[Pointing dataset records]

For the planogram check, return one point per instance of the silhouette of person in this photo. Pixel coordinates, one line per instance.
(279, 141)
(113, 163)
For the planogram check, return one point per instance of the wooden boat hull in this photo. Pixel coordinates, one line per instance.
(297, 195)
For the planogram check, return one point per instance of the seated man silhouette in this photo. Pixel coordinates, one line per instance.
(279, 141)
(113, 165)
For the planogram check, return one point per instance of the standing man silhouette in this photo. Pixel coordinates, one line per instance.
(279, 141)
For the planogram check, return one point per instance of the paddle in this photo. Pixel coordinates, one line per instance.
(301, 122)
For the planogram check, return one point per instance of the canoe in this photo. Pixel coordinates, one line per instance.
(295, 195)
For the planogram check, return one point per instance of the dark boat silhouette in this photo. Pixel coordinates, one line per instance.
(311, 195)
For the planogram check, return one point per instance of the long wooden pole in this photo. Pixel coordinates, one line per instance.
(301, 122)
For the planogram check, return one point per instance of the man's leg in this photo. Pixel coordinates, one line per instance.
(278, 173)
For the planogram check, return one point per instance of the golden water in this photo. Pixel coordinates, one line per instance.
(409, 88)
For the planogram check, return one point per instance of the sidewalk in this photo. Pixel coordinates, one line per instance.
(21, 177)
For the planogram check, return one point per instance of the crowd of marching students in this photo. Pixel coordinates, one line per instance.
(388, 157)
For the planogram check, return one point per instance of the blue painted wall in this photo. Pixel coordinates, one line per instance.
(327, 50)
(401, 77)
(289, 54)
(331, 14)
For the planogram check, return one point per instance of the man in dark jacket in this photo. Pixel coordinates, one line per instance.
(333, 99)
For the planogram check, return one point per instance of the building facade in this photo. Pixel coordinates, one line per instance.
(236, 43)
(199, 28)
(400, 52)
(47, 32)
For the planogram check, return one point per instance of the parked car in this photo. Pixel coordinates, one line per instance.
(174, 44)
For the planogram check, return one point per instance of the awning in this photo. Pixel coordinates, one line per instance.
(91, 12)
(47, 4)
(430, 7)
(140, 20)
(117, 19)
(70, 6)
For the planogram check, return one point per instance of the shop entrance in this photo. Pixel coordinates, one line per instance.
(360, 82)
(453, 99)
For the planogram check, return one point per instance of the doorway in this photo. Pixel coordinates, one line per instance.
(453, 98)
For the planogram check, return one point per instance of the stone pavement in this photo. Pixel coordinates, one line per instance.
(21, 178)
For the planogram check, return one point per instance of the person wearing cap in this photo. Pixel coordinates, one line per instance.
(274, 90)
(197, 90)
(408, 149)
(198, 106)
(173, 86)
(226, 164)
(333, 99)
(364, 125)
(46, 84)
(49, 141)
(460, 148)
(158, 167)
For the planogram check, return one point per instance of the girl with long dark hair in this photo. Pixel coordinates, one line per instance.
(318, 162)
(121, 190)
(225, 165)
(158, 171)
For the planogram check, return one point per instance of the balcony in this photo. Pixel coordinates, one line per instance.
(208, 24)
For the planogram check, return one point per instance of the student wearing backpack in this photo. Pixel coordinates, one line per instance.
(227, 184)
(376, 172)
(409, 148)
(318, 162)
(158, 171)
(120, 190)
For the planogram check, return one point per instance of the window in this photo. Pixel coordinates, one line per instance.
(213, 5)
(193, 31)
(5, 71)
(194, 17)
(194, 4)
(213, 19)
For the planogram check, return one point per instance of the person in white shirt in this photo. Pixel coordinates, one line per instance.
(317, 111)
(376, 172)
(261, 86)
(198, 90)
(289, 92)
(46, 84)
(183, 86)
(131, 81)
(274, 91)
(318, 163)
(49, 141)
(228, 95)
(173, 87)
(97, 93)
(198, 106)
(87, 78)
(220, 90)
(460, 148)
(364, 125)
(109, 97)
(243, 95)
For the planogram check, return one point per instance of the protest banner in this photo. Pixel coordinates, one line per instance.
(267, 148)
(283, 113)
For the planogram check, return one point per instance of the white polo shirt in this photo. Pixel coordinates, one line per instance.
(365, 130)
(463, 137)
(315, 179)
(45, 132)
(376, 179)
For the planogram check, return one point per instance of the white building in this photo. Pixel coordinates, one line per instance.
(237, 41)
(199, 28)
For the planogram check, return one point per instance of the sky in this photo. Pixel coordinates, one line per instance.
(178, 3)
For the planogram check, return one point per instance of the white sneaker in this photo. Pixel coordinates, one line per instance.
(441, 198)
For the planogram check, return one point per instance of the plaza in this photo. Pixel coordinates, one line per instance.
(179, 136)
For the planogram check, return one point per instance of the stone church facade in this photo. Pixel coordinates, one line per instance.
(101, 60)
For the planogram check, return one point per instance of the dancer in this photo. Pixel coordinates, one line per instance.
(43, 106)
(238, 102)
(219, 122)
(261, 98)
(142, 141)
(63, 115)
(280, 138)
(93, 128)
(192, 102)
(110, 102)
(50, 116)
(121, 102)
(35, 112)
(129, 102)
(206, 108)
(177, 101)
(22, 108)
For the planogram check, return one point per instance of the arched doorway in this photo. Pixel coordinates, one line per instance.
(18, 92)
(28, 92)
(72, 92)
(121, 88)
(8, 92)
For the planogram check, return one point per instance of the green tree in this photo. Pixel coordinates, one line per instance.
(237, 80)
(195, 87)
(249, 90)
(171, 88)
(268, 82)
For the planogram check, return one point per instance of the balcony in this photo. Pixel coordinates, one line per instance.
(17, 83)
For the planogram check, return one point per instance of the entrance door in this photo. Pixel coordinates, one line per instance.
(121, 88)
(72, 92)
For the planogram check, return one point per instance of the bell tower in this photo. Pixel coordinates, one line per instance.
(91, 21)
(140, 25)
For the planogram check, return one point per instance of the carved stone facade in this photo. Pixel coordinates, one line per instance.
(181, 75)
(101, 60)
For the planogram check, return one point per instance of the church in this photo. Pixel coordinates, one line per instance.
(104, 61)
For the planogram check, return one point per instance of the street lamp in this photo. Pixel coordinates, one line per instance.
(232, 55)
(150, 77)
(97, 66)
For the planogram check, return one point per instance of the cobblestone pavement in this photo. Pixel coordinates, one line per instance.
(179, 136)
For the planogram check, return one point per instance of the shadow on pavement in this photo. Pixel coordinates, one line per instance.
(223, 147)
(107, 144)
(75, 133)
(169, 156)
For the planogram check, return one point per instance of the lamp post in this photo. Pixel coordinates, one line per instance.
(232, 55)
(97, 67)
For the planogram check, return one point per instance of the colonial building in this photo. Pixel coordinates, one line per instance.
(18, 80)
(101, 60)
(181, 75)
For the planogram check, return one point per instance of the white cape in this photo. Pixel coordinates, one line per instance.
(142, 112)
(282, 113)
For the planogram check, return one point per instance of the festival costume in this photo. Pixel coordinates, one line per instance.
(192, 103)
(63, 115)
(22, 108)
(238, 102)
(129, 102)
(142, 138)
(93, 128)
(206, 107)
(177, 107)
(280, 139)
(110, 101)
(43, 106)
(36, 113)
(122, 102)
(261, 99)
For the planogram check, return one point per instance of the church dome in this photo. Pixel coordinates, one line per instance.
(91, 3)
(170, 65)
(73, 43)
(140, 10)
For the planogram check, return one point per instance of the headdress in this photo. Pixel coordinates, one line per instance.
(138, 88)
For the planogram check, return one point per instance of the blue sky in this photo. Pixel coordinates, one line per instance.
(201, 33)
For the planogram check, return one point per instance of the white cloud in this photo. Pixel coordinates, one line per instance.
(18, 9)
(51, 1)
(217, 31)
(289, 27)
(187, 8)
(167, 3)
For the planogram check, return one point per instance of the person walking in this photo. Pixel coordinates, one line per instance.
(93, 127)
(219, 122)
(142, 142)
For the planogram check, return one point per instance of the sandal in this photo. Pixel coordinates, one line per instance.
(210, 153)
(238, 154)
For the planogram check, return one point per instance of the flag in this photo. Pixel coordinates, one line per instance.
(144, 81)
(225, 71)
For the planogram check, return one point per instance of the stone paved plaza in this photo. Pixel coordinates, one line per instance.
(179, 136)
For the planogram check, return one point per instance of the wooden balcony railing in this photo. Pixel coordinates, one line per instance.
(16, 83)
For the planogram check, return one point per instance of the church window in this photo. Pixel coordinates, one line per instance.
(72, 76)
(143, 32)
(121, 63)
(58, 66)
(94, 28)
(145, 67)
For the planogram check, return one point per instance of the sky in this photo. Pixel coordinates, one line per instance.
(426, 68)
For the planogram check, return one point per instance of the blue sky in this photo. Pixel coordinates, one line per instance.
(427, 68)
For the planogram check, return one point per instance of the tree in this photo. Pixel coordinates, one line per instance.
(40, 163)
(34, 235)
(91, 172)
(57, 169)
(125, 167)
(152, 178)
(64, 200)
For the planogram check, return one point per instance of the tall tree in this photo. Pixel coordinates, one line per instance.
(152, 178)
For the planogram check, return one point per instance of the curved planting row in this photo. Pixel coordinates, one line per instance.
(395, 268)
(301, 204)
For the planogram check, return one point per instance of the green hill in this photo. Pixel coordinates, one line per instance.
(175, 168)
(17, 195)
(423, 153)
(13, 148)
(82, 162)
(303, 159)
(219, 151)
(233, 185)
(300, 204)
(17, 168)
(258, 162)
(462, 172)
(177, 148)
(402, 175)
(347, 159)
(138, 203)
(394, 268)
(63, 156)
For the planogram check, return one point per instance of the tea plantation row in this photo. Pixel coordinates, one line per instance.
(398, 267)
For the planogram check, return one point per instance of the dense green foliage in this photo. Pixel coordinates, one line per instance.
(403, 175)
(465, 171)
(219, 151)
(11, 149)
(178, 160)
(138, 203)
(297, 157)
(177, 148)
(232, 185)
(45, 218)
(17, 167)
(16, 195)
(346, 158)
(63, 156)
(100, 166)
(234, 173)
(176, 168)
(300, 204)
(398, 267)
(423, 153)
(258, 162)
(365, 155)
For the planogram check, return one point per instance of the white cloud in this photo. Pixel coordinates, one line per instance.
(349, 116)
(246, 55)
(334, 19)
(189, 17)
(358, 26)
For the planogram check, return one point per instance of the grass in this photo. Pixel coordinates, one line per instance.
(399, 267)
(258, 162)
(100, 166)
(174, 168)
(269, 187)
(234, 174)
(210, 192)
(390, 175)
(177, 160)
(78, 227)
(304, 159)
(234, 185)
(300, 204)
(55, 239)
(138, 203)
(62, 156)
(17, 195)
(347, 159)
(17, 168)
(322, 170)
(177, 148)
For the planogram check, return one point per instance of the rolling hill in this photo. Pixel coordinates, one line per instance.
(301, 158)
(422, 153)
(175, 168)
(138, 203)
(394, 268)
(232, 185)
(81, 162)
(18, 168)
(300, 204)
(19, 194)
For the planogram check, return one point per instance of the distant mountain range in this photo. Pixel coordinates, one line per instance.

- _WHAT THE TASK ASKS_:
In the entries above, take the line containing "the tea plantation" and each later line through the last, and repeat them exactly. Output nothing else.

- _FINAL RESULT_:
For the planogram check, return one point per instance of the tea plantation row in this photo. Pixel coordinates, one line per instance.
(398, 267)
For the planogram check, return one point per instance of the dense green foliage in this photo. Pixel coordinates, one line per instance.
(403, 175)
(465, 171)
(219, 151)
(11, 149)
(178, 160)
(138, 203)
(297, 157)
(177, 148)
(232, 185)
(45, 218)
(17, 167)
(16, 195)
(346, 158)
(63, 156)
(100, 166)
(234, 173)
(176, 168)
(300, 204)
(398, 267)
(423, 153)
(258, 162)
(365, 155)
For the planogram check, return one point per instance of the white cloud in this photo. Pixel coordinates, one line per instance.
(349, 116)
(246, 55)
(334, 19)
(189, 17)
(358, 26)
For the planogram check, return one point per instance of the grass in this photo. Pixel coordinates, one line per instance.
(399, 267)
(258, 162)
(100, 166)
(174, 168)
(269, 187)
(234, 174)
(210, 192)
(390, 175)
(177, 160)
(78, 227)
(304, 159)
(234, 185)
(300, 204)
(55, 239)
(138, 203)
(62, 156)
(17, 195)
(347, 159)
(17, 168)
(322, 170)
(177, 148)
For the planogram check, return one point per instance of the rolling hill in this photo. Pixel coordinates, one line per instance.
(301, 158)
(422, 153)
(175, 168)
(138, 203)
(394, 268)
(232, 185)
(81, 162)
(18, 168)
(300, 204)
(19, 194)
For the planogram check, return one point per instance of the distant mountain range in this photo. Pixel coordinates, one line per instance.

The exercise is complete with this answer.